Nouvelles révélations sur l'origine des premiers Américains

Des génomes récemment séquencés d’Amérindiens ont révélé la présence de populations jusqu’alors inconnues sur le continent et l’adaptation unique à l’altitude dont certains peuples ont fait preuve.

De Michael Greshko
Des génomes d'Amérindiens récemment séquencés permettent d'en savoir plus sur le peuplement originel des Amériques et ...
Des génomes d'Amérindiens récemment séquencés permettent d'en savoir plus sur le peuplement originel des Amériques et la façon dont les Hommes se sont installés dans tout le continent. L'un des nouveaux génomes analysés provient de restes humains vieux de 9 600 ans et mis au jour à Lapa do Santo, un site archéologique de l'est du Brésil, photographié ci-dessus.
PHOTOGRAPHIE DE Maurício de Paiva

« D'où venons-nous ? » C'est peut-être là l'une des questions les plus importantes de l'humanité, à laquelle trois nouvelles études apportent aujourd'hui de surprenantes réponses. Dans le cadre de ces dernières, les scientifiques ont analysé l'ADN d'Hommes modernes et anciens, offrant un nouveau regard sur le peuplement complexe des Amériques.

Lorsque les Hommes modernes ont quitté l'Afrique voilà 60 000 ans, ils se sont rapidement dispersés sur les six continents. Si les scientifiques peuvent retracer cette migration épique grâce à l'ADN d'humains vivants ou décédés depuis longtemps, ils manquaient de données génétiques des populations d’Amérique du Sud, qui fut la dernière étape majeure de ce voyage de l'humanité. Trois nouvelles études, publiées le 8 novembre dans les revues ScienceCell, et Science Advances, augmentent fortement le nombre de génomes complets séquencés provenant de peuples indigènes passés et présents d'Amérique du Sud.

« Ils offrent le premier tableau de données de génomes complets vieux de plus de 1 000 ans, » a indiqué Nathan Nakatsuka, doctorant à l'Harvard Medical School et co-auteur de l'étude publiée dans la revue Cell. Grâce aux résultats obtenus, les chercheurs ont démontré que l’Amérique du Sud avait connu plusieurs migrations, dont deux inconnues des scientifiques jusqu'alors. Les données ont également aidé à apporter des éléments sur la façon dont ces Hommes se sont installés et ont prospéré dans les Andes.
┄┄┄┄┄┄┄┄┄┄
Consigne —
Répondez, s'il vous plaît, aux questions suivantes sur l'article consacré aux premiers Américains :
1. Quel âge ont les restes humains mis au jour à Lapa do Santo ?
2. Il y a combien d'années les Hommes modernes ont-ils quitté l'Afrique ?
3. Combien de migrations jusqu'alors inconnues des scientifiques les chercheurs ont-ils mises en évidence en Amérique du Sud ?

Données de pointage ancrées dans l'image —
┄┄┄┄┄┄┄┄┄┄
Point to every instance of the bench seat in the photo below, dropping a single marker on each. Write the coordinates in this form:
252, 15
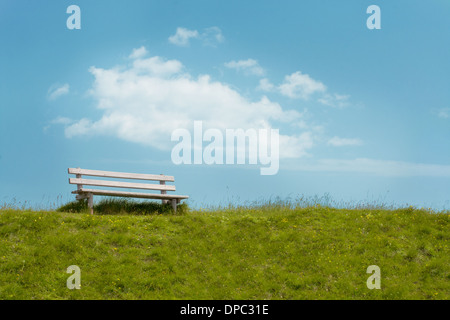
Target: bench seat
129, 194
83, 193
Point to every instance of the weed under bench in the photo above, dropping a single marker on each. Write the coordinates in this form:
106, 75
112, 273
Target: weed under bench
83, 193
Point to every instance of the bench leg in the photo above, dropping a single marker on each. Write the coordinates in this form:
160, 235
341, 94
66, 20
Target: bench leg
91, 202
174, 205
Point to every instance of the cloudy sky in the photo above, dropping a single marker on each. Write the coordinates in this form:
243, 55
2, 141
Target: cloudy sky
363, 115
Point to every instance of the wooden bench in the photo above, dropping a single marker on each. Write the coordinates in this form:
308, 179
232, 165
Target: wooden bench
83, 193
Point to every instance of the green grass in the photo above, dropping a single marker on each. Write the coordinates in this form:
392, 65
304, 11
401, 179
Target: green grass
271, 251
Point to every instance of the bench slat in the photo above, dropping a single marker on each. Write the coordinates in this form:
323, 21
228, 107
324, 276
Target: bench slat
121, 175
116, 184
129, 194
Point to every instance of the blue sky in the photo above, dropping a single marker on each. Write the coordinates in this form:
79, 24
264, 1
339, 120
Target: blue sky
365, 113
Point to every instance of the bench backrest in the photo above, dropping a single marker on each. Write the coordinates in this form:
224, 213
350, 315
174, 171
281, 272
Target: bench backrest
79, 181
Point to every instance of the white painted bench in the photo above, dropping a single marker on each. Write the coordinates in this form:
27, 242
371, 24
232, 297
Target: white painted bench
83, 193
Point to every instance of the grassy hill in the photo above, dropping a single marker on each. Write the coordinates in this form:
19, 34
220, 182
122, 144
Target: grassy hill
261, 252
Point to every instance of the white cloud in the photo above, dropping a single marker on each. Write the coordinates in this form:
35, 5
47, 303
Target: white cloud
444, 113
182, 36
61, 120
56, 91
209, 37
373, 166
341, 142
212, 36
335, 100
299, 85
146, 101
265, 85
138, 53
249, 67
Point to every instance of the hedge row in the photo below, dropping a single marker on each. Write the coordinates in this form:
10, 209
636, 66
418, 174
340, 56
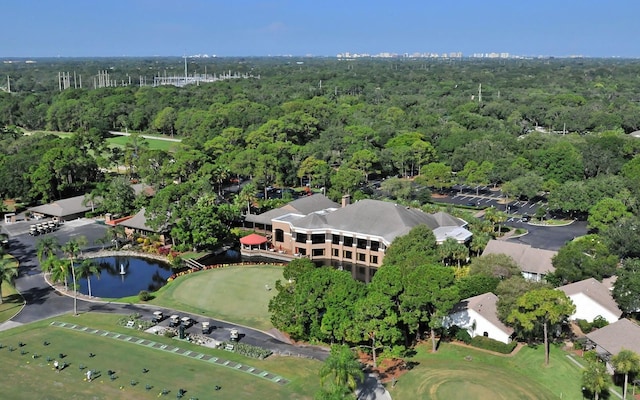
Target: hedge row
248, 350
493, 345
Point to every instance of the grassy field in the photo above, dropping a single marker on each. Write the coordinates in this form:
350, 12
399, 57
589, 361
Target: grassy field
236, 294
25, 377
12, 301
154, 144
456, 372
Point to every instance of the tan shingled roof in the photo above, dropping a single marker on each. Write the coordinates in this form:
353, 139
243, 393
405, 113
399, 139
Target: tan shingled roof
596, 291
485, 306
529, 259
622, 334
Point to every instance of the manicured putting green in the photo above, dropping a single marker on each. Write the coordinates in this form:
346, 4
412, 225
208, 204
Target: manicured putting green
239, 294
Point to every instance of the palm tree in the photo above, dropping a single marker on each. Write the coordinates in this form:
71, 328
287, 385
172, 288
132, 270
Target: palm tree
71, 249
114, 234
247, 196
57, 268
342, 368
8, 273
626, 362
86, 269
46, 248
595, 378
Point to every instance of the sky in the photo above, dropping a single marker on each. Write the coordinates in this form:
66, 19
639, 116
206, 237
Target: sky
105, 28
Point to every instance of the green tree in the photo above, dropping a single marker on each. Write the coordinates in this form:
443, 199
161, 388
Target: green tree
418, 247
473, 285
46, 247
375, 321
499, 266
363, 160
87, 269
165, 121
436, 175
606, 212
596, 378
8, 272
626, 289
541, 306
585, 257
342, 369
626, 362
247, 196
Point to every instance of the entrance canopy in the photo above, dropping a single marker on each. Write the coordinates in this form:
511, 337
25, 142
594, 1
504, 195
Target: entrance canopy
253, 240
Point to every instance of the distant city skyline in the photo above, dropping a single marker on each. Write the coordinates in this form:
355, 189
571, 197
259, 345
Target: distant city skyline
542, 28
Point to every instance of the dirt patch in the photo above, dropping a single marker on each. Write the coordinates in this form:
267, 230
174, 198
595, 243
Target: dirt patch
388, 369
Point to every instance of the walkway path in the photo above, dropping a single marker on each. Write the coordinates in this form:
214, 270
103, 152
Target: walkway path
176, 350
147, 136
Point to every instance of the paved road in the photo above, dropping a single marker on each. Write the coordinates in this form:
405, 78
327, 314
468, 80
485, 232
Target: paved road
147, 136
43, 302
549, 237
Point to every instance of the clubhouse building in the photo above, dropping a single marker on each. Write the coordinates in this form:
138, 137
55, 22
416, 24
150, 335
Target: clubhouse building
353, 237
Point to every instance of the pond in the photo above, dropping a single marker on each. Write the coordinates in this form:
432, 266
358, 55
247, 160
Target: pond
122, 276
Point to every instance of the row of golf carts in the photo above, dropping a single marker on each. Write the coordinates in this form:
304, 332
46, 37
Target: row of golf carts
186, 322
42, 228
┄┄┄┄┄┄┄┄┄┄
Corrigé —
1. 9 600 ans.
2. 60 000 ans.
3. Deux.